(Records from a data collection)
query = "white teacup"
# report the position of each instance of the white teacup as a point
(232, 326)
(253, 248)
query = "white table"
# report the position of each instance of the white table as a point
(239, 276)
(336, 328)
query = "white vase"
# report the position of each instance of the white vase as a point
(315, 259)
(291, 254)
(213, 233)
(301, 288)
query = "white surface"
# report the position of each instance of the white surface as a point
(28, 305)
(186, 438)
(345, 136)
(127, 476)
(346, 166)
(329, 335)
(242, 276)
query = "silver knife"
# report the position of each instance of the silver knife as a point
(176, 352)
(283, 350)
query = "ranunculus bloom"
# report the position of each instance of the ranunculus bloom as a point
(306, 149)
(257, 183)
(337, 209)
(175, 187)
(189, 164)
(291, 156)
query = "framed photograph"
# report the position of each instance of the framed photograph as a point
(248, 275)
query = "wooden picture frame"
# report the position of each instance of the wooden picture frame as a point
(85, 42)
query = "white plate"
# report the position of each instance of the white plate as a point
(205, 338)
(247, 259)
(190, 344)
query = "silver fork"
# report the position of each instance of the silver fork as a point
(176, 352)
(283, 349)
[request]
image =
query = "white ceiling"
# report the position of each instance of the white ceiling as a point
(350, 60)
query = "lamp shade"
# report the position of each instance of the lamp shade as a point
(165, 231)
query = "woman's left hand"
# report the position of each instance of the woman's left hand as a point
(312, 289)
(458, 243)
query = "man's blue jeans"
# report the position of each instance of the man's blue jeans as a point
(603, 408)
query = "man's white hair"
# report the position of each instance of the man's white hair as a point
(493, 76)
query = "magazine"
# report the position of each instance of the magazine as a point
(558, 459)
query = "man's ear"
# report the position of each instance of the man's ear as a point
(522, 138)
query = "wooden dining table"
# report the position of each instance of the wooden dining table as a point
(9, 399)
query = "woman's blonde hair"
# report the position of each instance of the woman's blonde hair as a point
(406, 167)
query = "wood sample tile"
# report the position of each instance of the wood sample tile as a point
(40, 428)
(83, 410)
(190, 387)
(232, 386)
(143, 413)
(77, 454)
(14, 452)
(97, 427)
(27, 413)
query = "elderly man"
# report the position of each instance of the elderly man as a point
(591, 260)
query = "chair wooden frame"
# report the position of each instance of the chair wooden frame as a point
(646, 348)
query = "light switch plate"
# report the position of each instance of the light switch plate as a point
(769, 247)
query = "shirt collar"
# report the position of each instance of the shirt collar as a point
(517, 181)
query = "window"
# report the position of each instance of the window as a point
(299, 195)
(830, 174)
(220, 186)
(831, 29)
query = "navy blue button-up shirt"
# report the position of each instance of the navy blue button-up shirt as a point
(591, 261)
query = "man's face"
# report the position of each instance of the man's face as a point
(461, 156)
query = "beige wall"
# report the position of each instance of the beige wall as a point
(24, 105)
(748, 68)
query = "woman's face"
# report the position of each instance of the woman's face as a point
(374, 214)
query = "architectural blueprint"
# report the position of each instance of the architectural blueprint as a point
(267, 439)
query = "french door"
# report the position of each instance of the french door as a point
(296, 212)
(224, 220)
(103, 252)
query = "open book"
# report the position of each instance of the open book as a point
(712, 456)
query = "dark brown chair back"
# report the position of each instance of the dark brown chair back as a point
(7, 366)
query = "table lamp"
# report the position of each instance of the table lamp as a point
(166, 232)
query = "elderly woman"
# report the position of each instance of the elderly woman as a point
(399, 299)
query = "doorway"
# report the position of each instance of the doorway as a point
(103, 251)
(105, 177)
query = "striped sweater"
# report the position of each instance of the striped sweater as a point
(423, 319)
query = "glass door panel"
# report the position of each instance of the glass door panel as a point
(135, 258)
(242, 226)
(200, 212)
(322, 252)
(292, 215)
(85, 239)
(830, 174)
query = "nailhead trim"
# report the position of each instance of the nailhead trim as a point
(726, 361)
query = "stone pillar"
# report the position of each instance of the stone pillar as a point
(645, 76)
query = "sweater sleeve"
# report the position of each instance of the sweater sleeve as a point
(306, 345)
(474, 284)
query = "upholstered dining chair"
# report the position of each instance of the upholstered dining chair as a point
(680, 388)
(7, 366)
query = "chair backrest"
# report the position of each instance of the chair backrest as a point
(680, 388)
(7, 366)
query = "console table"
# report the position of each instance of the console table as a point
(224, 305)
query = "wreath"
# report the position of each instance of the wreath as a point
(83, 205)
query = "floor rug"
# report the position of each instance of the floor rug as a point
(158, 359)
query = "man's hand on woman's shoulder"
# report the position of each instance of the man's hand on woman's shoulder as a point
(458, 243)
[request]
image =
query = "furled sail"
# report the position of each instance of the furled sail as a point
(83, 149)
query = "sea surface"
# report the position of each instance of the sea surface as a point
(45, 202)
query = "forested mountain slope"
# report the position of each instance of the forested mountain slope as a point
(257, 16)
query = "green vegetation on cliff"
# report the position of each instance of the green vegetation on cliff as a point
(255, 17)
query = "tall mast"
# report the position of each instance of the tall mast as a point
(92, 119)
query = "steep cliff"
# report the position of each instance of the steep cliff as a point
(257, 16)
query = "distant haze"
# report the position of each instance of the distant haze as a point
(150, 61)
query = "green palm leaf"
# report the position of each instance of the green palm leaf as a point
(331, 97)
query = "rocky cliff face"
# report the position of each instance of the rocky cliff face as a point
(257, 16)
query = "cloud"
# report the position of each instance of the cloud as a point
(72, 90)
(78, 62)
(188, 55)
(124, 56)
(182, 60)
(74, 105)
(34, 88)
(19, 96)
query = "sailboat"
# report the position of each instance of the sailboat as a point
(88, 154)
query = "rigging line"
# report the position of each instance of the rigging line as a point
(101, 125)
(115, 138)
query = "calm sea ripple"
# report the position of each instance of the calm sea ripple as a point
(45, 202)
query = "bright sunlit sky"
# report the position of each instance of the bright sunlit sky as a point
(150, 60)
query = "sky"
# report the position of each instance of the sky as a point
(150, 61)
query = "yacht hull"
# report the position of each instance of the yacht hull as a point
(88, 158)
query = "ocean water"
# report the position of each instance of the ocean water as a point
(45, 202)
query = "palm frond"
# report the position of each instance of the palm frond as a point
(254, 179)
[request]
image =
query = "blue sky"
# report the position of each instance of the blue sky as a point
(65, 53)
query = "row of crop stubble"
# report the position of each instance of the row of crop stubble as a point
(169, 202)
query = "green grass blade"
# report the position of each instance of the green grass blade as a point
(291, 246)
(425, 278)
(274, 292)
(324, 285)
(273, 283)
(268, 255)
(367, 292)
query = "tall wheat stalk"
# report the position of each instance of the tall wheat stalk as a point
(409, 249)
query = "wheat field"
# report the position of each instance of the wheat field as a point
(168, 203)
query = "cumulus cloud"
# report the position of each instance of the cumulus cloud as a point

WHAT YOU ARE ASKED TO DO. Output all preceding records character for character.

SOLVED EXERCISE.
query = "white teacup"
# report the position of each instance of the white teacup as a point
(232, 326)
(253, 248)
query = "white table"
# report the position of each instance of the white table as a point
(239, 276)
(336, 328)
query = "white vase"
# report the position of each instance of the white vase as a point
(315, 259)
(291, 254)
(213, 233)
(301, 288)
query = "white surface"
# report the position of each instance of the white surface as a point
(28, 305)
(186, 438)
(345, 136)
(127, 476)
(346, 166)
(329, 335)
(242, 276)
query = "silver knife"
# report the position of each instance of the silver knife as a point
(176, 352)
(283, 350)
query = "ranunculus bloom"
# report the position of each instance of the ranunculus bloom as a point
(306, 149)
(257, 183)
(337, 209)
(175, 187)
(189, 164)
(291, 156)
query = "framed photograph"
# report the position of each instance of the framed photograph as a point
(248, 275)
query = "wooden picture frame"
# report the position of each instance of the wooden picture frame as a point
(85, 42)
query = "white plate"
# report the position of each instance of the white plate as a point
(205, 338)
(247, 259)
(190, 344)
query = "silver fork"
# report the position of each instance of the silver fork as a point
(176, 352)
(283, 349)
[request]
image =
query = "white ceiling"
# report the position of each instance of the white ceiling as a point
(350, 60)
query = "lamp shade"
# report the position of each instance of the lamp shade as a point
(165, 231)
query = "woman's left hand"
# report the position of each instance of the woman's left hand as a point
(312, 289)
(458, 243)
query = "man's blue jeans"
# report the position of each instance of the man's blue jeans as a point
(603, 408)
query = "man's white hair"
# report the position of each instance of the man's white hair as a point
(493, 76)
query = "magazine"
# report the position of each instance of the magazine as a point
(558, 459)
query = "man's ear"
# report the position of each instance of the man's ear as a point
(522, 138)
query = "wooden dining table"
# report the position of each instance of the wooden dining table as a point
(9, 399)
query = "woman's blonde hair"
# report the position of each instance of the woman's blonde hair as a point
(406, 167)
query = "wood sample tile"
# report the position of each instance of the wood sample tile as a point
(40, 428)
(83, 410)
(190, 387)
(232, 386)
(143, 413)
(77, 454)
(14, 452)
(97, 427)
(27, 413)
query = "elderly man"
# report the position of each instance of the elderly man as a point
(591, 260)
query = "chair wooden frame"
# report the position of each instance of the chair wooden frame as a point
(646, 348)
query = "light switch plate"
# report the position of each instance of the light switch plate as a point
(769, 247)
query = "shirt collar"
# report the position of each instance of the shirt collar as a point
(517, 181)
query = "window"
# report the position of each instance of the window as a point
(299, 195)
(830, 174)
(220, 186)
(831, 29)
query = "navy blue button-up shirt"
# report the position of each instance of the navy blue button-up shirt as a point
(591, 261)
query = "man's face"
# report the position of each instance of the man's face as a point
(461, 156)
query = "beige wall"
# report the position of each instance of the beige wall as a point
(24, 105)
(748, 68)
query = "woman's face"
# report the position of each instance of the woman's face as a point
(374, 214)
query = "architectural blueprint"
# report the position of each instance of the architectural blueprint as a point
(267, 439)
query = "french door"
# report the position of each instance of the french door as a point
(296, 212)
(224, 220)
(103, 252)
query = "open book"
# report the position of each instance of the open book as a point
(712, 456)
query = "dark brown chair back"
# report the position of each instance of the dark brown chair back as a point
(7, 366)
query = "table lamp"
# report the position of each instance of the table lamp as a point
(166, 232)
query = "elderly woman"
# report the position of each instance of the elderly woman as a point
(399, 299)
query = "doorway"
# report the position of each instance of the doorway as a point
(103, 251)
(105, 177)
query = "striped sweater"
# report the position of each instance of the striped sweater as a point
(423, 319)
query = "glass door panel"
# report the position of each instance of the glass door panel as a point
(135, 258)
(242, 226)
(200, 212)
(322, 252)
(292, 215)
(85, 239)
(830, 174)
query = "nailhead trim"
# report the position of each instance of the nailhead trim as a point
(726, 361)
query = "stone pillar"
# report the position of each instance of the stone pillar as a point
(645, 76)
query = "sweater sleeve"
# report the position of each instance of the sweater sleeve as a point
(306, 345)
(474, 284)
query = "upholstered dining chair"
# report the position of each instance of the upholstered dining chair as a point
(680, 388)
(7, 366)
query = "chair backrest"
# report the position of each instance of the chair backrest as a point
(680, 388)
(7, 366)
query = "console table"
# report the position of each instance of the console table as a point
(224, 305)
query = "wreath"
# report the position of each instance of the wreath as a point
(83, 205)
query = "floor rug"
# report the position of each instance of the floor rug as a point
(158, 359)
query = "man's hand on woman's shoulder"
# report the position of each instance of the man's hand on woman's shoulder as a point
(458, 243)
[request]
image =
query = "furled sail"
# report the position of each instance of the furled sail as a point
(83, 149)
query = "sea surface"
# report the position of each instance of the sea surface as a point
(45, 202)
query = "forested mountain slope"
# report the position of each instance of the forested mountain slope as a point
(257, 16)
query = "green vegetation on cliff"
# report the position of each instance of the green vegetation on cliff as a point
(255, 17)
query = "tall mast"
# report the position of each instance of the tall mast as a point
(92, 119)
query = "steep cliff"
# report the position of each instance of the steep cliff as a point
(257, 16)
query = "distant haze"
# report the position of each instance of the distant haze as a point
(150, 61)
query = "green palm leaf"
# report the position of each instance of the green palm leaf as a point
(331, 97)
query = "rocky cliff face"
# report the position of each instance of the rocky cliff face as a point
(257, 16)
query = "cloud"
# report the position of each instance of the cloud as a point
(72, 90)
(78, 62)
(188, 55)
(124, 56)
(182, 60)
(74, 105)
(34, 88)
(19, 96)
query = "sailboat"
# report the position of each instance of the sailboat as a point
(88, 154)
query = "rigging line"
# report the position of each instance of the rigging line as a point
(101, 125)
(115, 138)
query = "calm sea ripple"
# report the position of each instance of the calm sea ripple as a point
(45, 202)
query = "bright sunlit sky"
# report the position of each instance of the bright sunlit sky as a point
(150, 60)
query = "sky"
# report the position of each instance of the sky as a point
(150, 61)
query = "yacht hull"
# report the position of each instance of the yacht hull as a point
(88, 158)
query = "ocean water"
# report the position of each instance of the ocean water as a point
(45, 202)
query = "palm frond"
# report the position of each instance of the palm frond as a point
(254, 179)
[request]
image =
query = "blue sky"
# report the position of each instance of the blue sky as a point
(65, 53)
query = "row of crop stubble"
# report the position of each instance of the row of crop stubble as a point
(169, 202)
query = "green grass blade"
# report the position of each instance of the green grass blade as a point
(291, 246)
(425, 278)
(274, 292)
(324, 285)
(273, 283)
(268, 255)
(367, 292)
query = "tall wheat stalk"
# report the position of each instance of the tall wheat stalk as a point
(409, 249)
query = "wheat field"
# report the position of each instance of the wheat field as a point
(168, 203)
query = "cumulus cloud"
# report the position of each instance of the cumulus cloud as a point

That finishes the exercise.